___ RECORD LIST

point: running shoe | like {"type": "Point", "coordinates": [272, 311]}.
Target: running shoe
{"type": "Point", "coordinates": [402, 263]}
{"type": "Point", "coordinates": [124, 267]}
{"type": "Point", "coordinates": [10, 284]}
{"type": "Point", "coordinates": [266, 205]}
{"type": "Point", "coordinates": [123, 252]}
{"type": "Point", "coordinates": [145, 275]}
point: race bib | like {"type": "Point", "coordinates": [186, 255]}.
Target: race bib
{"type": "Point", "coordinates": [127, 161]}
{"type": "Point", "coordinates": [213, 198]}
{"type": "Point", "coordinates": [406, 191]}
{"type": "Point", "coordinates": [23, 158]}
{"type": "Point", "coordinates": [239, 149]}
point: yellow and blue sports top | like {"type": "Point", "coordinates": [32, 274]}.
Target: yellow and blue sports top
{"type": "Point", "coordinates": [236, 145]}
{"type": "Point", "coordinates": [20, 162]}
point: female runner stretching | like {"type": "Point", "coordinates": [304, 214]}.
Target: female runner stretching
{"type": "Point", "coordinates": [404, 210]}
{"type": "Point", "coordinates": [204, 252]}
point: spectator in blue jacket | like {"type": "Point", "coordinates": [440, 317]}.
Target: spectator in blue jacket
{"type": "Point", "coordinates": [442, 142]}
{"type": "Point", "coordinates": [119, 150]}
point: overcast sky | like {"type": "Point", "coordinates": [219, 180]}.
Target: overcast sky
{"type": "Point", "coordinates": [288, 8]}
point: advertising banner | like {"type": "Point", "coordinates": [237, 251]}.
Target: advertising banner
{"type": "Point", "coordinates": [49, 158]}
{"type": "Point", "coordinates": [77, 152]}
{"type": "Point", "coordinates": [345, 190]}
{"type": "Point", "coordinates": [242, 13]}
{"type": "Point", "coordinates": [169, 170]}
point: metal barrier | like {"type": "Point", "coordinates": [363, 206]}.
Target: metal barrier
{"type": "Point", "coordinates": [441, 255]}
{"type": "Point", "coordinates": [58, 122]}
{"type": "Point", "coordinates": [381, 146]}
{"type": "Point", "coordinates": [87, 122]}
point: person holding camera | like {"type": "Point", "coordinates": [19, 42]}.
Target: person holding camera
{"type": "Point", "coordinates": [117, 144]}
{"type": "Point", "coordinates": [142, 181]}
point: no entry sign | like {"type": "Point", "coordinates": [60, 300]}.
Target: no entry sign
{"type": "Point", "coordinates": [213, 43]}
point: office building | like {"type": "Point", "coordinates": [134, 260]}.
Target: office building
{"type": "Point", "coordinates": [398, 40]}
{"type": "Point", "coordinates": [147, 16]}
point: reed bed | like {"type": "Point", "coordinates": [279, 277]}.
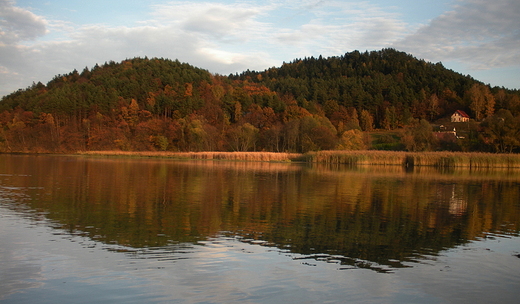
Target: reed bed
{"type": "Point", "coordinates": [353, 158]}
{"type": "Point", "coordinates": [412, 159]}
{"type": "Point", "coordinates": [233, 156]}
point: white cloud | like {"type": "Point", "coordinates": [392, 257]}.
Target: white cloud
{"type": "Point", "coordinates": [232, 37]}
{"type": "Point", "coordinates": [481, 34]}
{"type": "Point", "coordinates": [17, 24]}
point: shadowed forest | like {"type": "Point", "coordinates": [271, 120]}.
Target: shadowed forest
{"type": "Point", "coordinates": [382, 100]}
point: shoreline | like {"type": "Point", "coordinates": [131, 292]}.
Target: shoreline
{"type": "Point", "coordinates": [361, 157]}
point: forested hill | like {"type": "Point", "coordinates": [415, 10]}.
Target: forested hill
{"type": "Point", "coordinates": [367, 80]}
{"type": "Point", "coordinates": [308, 104]}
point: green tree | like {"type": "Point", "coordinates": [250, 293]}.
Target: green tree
{"type": "Point", "coordinates": [419, 136]}
{"type": "Point", "coordinates": [502, 131]}
{"type": "Point", "coordinates": [482, 102]}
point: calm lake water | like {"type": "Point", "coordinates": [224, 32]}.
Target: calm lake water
{"type": "Point", "coordinates": [101, 230]}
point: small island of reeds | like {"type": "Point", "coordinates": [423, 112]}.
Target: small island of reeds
{"type": "Point", "coordinates": [365, 157]}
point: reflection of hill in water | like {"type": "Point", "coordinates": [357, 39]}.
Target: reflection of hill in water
{"type": "Point", "coordinates": [362, 215]}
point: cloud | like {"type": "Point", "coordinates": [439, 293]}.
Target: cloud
{"type": "Point", "coordinates": [18, 24]}
{"type": "Point", "coordinates": [480, 34]}
{"type": "Point", "coordinates": [228, 37]}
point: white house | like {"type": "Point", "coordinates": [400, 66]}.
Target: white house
{"type": "Point", "coordinates": [459, 116]}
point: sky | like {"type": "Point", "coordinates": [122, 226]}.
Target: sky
{"type": "Point", "coordinates": [40, 39]}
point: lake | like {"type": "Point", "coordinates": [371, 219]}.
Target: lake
{"type": "Point", "coordinates": [102, 230]}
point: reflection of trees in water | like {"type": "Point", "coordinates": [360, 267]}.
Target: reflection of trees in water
{"type": "Point", "coordinates": [365, 217]}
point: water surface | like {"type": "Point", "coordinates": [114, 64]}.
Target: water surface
{"type": "Point", "coordinates": [77, 229]}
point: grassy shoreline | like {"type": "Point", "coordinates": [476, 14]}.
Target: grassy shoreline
{"type": "Point", "coordinates": [368, 157]}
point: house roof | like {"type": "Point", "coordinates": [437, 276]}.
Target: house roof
{"type": "Point", "coordinates": [461, 113]}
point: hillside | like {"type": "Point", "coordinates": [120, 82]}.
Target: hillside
{"type": "Point", "coordinates": [320, 103]}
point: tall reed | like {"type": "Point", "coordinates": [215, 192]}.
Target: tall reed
{"type": "Point", "coordinates": [412, 159]}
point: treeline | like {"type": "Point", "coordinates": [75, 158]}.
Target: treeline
{"type": "Point", "coordinates": [309, 104]}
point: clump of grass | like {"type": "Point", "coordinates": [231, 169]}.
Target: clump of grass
{"type": "Point", "coordinates": [372, 157]}
{"type": "Point", "coordinates": [433, 159]}
{"type": "Point", "coordinates": [235, 156]}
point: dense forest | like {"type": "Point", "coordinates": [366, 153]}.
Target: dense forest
{"type": "Point", "coordinates": [373, 100]}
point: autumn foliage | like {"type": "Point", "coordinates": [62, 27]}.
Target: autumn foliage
{"type": "Point", "coordinates": [310, 104]}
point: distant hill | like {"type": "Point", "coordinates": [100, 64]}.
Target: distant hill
{"type": "Point", "coordinates": [307, 104]}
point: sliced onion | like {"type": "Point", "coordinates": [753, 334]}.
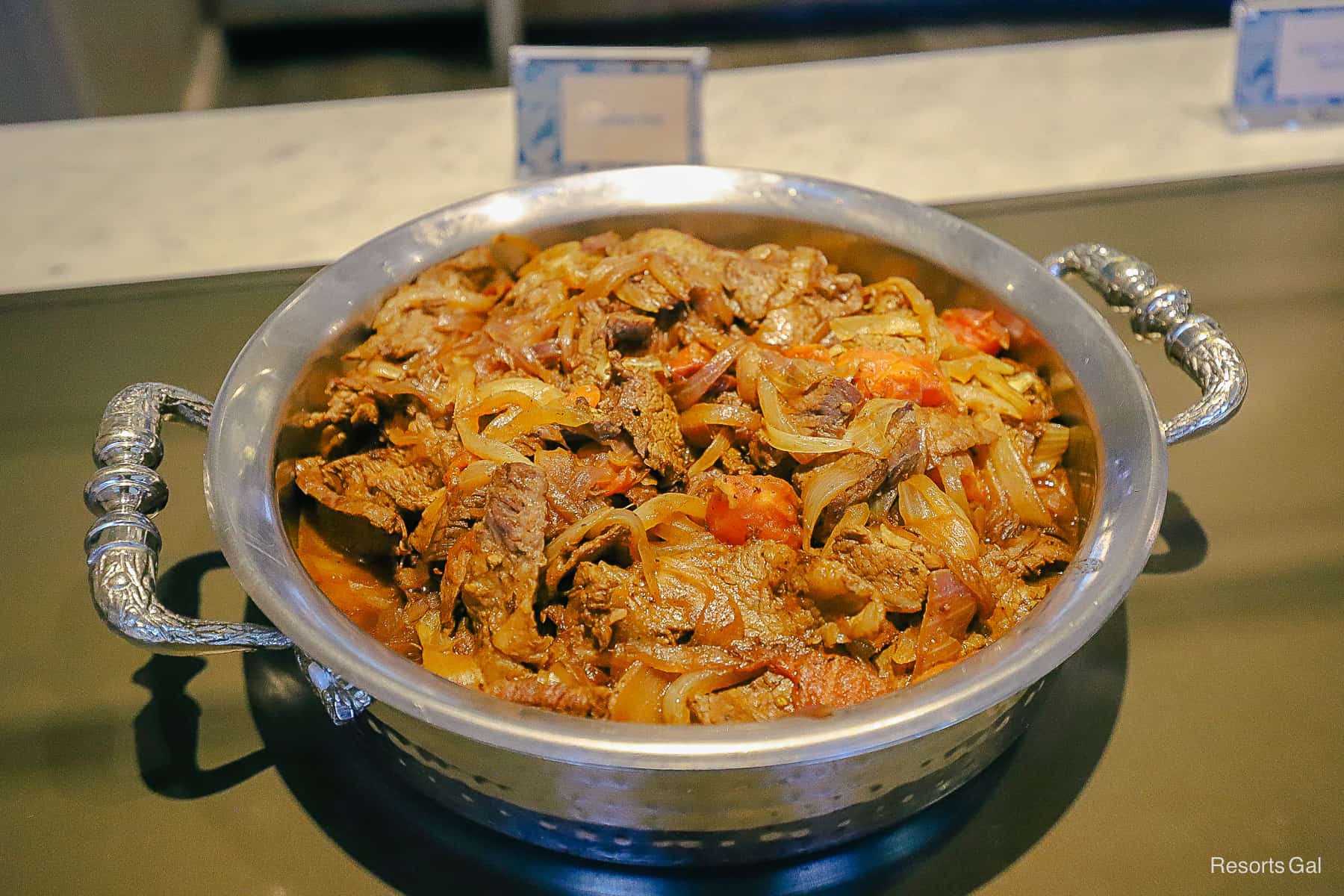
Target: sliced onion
{"type": "Point", "coordinates": [853, 517]}
{"type": "Point", "coordinates": [927, 509]}
{"type": "Point", "coordinates": [603, 517]}
{"type": "Point", "coordinates": [889, 324]}
{"type": "Point", "coordinates": [1016, 484]}
{"type": "Point", "coordinates": [638, 695]}
{"type": "Point", "coordinates": [385, 370]}
{"type": "Point", "coordinates": [529, 386]}
{"type": "Point", "coordinates": [964, 368]}
{"type": "Point", "coordinates": [749, 374]}
{"type": "Point", "coordinates": [682, 534]}
{"type": "Point", "coordinates": [676, 657]}
{"type": "Point", "coordinates": [697, 420]}
{"type": "Point", "coordinates": [699, 383]}
{"type": "Point", "coordinates": [820, 491]}
{"type": "Point", "coordinates": [665, 270]}
{"type": "Point", "coordinates": [569, 414]}
{"type": "Point", "coordinates": [868, 430]}
{"type": "Point", "coordinates": [611, 273]}
{"type": "Point", "coordinates": [951, 470]}
{"type": "Point", "coordinates": [981, 399]}
{"type": "Point", "coordinates": [499, 401]}
{"type": "Point", "coordinates": [678, 696]}
{"type": "Point", "coordinates": [1050, 449]}
{"type": "Point", "coordinates": [487, 448]}
{"type": "Point", "coordinates": [1001, 388]}
{"type": "Point", "coordinates": [712, 454]}
{"type": "Point", "coordinates": [475, 474]}
{"type": "Point", "coordinates": [638, 297]}
{"type": "Point", "coordinates": [665, 507]}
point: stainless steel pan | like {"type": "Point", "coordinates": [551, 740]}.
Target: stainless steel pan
{"type": "Point", "coordinates": [647, 793]}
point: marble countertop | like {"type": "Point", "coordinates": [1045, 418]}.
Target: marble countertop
{"type": "Point", "coordinates": [190, 193]}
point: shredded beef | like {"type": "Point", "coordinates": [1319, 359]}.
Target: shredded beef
{"type": "Point", "coordinates": [645, 411]}
{"type": "Point", "coordinates": [497, 578]}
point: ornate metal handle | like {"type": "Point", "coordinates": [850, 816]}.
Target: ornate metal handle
{"type": "Point", "coordinates": [122, 546]}
{"type": "Point", "coordinates": [1162, 311]}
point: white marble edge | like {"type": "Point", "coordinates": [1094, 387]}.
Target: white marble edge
{"type": "Point", "coordinates": [152, 198]}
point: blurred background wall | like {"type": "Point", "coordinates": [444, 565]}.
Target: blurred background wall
{"type": "Point", "coordinates": [77, 58]}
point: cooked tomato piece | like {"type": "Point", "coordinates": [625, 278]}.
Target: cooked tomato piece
{"type": "Point", "coordinates": [589, 394]}
{"type": "Point", "coordinates": [687, 361]}
{"type": "Point", "coordinates": [895, 375]}
{"type": "Point", "coordinates": [754, 507]}
{"type": "Point", "coordinates": [808, 352]}
{"type": "Point", "coordinates": [976, 329]}
{"type": "Point", "coordinates": [611, 472]}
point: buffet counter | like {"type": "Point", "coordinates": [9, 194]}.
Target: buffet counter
{"type": "Point", "coordinates": [194, 193]}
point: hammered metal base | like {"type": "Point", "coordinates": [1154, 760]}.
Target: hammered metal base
{"type": "Point", "coordinates": [488, 801]}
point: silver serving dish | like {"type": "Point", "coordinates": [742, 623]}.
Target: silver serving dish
{"type": "Point", "coordinates": [647, 793]}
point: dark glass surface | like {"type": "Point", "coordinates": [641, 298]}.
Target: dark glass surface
{"type": "Point", "coordinates": [1203, 721]}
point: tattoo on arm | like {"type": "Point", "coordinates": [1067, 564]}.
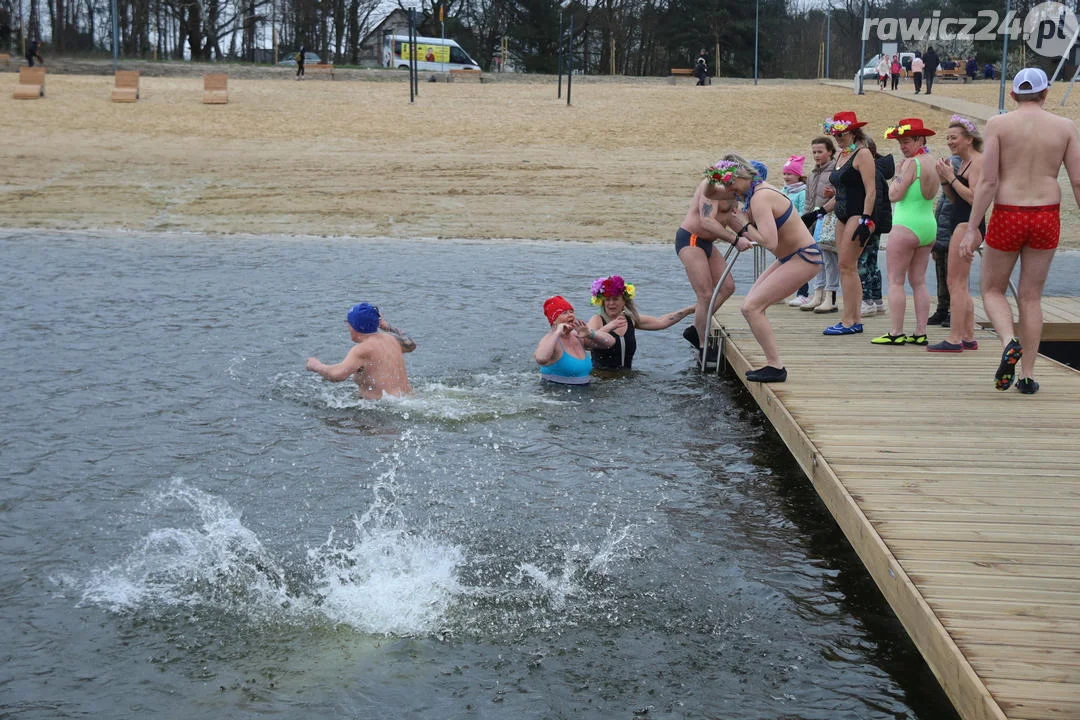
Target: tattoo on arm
{"type": "Point", "coordinates": [406, 342]}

______

> **TASK OBJECTIVE**
Starting at the line that contains "point: tattoo on" and ending at the last of the rows, rewrite every line as one string in a JSON list, including both ends. Omit blank lines and leave the pictures out.

> **WRITTEN SOLUTION**
[
  "point: tattoo on arm | like {\"type\": \"Point\", \"coordinates\": [1067, 564]}.",
  "Target: tattoo on arm",
  "{\"type\": \"Point\", \"coordinates\": [406, 342]}"
]